Output the records from their first line through the line containing "Now the road lane", inclusive, as a Markdown table with the columns Row and Line, one line per row. Skip blank lines and leave out the pictures.
--- Begin Listed records ---
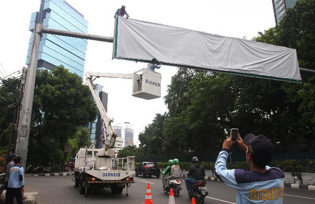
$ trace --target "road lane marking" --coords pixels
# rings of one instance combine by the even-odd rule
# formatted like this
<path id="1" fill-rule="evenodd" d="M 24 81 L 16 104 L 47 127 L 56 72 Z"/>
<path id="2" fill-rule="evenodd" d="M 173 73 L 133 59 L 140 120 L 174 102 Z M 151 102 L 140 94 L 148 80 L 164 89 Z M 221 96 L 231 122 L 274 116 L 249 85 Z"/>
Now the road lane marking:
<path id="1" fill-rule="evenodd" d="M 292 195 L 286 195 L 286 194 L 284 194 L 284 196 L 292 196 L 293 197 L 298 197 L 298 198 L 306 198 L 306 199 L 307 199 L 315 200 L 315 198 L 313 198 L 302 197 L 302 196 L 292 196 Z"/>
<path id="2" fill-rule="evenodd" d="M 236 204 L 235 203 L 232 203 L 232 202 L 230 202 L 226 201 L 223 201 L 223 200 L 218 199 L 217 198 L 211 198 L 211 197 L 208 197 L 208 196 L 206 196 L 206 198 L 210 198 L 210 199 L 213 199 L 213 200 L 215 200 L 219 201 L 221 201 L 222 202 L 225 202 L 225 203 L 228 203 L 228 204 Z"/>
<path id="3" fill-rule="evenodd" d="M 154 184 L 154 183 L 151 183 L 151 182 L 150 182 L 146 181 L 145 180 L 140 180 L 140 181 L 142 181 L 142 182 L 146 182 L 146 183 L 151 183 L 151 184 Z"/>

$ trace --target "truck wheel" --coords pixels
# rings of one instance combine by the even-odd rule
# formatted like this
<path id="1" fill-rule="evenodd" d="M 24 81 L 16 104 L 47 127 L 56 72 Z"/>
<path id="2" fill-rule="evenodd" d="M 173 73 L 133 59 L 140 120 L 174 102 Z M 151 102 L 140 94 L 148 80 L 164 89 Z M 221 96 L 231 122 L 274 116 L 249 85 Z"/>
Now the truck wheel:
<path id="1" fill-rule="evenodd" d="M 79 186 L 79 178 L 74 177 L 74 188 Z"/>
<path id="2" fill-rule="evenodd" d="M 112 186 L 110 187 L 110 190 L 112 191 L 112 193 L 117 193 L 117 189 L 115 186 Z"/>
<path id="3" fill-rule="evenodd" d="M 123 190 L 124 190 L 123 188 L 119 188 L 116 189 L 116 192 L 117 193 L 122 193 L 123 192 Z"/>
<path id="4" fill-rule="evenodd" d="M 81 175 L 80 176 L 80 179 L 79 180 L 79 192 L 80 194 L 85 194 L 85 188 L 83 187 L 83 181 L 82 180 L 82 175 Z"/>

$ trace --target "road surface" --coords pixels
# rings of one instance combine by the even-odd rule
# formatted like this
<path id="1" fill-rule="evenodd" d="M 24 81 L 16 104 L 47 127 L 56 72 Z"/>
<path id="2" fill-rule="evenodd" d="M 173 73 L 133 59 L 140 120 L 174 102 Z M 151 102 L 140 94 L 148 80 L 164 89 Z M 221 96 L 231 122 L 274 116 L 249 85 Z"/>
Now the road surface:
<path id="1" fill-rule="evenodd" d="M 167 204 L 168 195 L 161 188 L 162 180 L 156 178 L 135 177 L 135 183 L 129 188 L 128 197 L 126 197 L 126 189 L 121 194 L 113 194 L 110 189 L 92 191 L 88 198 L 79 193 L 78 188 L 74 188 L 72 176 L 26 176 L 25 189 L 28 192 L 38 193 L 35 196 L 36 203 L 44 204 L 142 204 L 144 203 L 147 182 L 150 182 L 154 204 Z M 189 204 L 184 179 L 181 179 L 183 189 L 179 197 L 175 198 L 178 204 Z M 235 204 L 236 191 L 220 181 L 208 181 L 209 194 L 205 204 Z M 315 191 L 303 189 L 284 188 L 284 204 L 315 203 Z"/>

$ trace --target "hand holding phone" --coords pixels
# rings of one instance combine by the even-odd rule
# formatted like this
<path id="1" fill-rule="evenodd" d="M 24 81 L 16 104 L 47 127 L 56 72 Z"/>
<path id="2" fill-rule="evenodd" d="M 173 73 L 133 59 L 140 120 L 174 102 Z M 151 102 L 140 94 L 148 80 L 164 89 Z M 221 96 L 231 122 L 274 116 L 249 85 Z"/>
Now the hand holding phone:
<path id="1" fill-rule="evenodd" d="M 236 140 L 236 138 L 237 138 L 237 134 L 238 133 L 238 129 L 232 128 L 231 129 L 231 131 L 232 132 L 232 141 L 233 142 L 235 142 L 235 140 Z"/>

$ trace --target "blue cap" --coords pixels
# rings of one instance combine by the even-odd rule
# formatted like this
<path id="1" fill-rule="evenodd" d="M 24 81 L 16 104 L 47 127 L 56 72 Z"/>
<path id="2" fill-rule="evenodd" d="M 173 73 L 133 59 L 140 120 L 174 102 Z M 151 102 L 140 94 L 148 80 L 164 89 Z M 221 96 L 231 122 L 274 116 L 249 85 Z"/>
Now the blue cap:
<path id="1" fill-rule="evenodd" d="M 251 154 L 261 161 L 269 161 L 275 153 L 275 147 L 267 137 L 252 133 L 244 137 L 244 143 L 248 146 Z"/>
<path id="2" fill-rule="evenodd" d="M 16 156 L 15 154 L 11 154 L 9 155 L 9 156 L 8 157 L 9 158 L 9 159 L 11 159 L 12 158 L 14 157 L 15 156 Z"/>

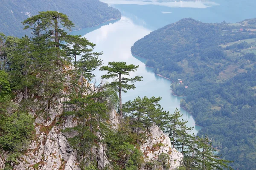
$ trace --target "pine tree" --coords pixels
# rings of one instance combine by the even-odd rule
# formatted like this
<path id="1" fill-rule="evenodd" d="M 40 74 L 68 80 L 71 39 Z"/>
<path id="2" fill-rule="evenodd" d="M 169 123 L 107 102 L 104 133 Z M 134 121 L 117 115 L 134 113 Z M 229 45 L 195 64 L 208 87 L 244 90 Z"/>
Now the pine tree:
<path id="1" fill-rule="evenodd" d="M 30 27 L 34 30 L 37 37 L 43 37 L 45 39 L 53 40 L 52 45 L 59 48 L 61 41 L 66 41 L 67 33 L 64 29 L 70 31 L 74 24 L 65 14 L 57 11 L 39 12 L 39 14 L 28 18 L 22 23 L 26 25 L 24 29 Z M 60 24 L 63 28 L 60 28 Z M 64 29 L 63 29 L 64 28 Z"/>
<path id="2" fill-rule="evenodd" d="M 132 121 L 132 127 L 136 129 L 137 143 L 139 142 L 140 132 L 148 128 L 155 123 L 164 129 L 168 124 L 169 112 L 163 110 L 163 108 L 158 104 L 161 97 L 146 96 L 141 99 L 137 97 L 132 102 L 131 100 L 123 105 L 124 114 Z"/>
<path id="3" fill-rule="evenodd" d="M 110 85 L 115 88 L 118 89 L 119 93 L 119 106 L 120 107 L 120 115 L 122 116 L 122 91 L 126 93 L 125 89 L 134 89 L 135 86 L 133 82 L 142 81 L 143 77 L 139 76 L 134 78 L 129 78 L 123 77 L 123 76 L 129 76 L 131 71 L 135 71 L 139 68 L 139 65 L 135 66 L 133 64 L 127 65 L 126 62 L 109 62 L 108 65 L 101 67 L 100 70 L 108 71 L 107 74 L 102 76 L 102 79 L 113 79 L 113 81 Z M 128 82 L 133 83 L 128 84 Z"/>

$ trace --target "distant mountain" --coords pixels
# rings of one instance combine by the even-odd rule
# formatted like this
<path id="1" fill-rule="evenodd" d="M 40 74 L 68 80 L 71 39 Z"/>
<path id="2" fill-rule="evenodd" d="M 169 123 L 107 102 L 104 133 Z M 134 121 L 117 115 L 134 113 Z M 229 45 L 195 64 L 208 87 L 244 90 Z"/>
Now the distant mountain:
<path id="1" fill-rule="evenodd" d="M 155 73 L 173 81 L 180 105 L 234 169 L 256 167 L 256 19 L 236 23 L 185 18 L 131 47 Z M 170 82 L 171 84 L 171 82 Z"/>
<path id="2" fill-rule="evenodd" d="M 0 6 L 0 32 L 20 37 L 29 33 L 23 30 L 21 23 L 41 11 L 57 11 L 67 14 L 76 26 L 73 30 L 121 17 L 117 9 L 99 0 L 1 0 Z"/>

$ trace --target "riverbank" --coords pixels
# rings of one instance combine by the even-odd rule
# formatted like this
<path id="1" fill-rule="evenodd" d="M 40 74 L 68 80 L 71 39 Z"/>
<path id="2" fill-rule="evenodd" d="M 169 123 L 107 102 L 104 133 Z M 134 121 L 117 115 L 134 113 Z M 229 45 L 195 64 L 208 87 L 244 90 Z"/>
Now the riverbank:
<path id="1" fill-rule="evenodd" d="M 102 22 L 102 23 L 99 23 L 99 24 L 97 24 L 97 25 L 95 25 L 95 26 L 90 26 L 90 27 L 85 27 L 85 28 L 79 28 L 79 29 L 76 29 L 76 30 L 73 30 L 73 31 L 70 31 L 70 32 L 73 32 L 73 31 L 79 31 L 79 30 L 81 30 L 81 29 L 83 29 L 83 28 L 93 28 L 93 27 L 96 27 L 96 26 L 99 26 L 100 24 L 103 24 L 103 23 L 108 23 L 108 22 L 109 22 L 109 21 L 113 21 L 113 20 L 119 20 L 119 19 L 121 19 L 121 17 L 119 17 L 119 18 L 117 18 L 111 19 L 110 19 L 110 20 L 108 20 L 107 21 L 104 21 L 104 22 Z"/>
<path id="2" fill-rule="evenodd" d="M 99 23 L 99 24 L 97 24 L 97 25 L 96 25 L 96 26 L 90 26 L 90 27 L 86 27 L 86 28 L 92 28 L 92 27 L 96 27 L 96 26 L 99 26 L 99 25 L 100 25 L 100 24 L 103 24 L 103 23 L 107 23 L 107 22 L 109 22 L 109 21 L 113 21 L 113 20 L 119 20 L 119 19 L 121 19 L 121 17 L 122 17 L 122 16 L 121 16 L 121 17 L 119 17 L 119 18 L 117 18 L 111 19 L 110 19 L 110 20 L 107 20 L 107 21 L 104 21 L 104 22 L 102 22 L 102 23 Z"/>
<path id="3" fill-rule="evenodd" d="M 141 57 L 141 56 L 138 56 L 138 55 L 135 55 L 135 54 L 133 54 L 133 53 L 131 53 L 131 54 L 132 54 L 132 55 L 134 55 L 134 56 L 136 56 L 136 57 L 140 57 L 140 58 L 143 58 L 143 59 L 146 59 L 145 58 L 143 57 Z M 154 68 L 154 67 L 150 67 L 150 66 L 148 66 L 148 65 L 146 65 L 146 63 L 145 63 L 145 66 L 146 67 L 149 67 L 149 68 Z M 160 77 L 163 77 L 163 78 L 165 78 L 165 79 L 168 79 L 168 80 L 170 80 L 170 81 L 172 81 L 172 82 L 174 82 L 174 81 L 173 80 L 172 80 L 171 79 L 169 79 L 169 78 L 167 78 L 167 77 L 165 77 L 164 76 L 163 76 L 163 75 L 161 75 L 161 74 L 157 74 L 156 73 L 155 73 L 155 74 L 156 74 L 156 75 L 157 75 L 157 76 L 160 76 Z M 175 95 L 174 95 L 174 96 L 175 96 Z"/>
--- End Listed records ---
▶ **Solution to this problem**:
| Row | Line |
|---|---|
| 1 | $ trace --target "road lane marking" --coords pixels |
| 2 | # rings of one instance combine by the even-odd rule |
| 3 | # formatted like this |
| 4 | <path id="1" fill-rule="evenodd" d="M 24 81 L 16 104 L 47 127 L 56 72 Z"/> |
| 5 | <path id="2" fill-rule="evenodd" d="M 173 73 L 133 59 L 140 120 L 174 102 Z M 151 102 L 140 94 L 148 80 L 164 89 Z M 221 96 L 231 122 L 274 116 L 249 85 Z"/> |
| 6 | Now the road lane marking: |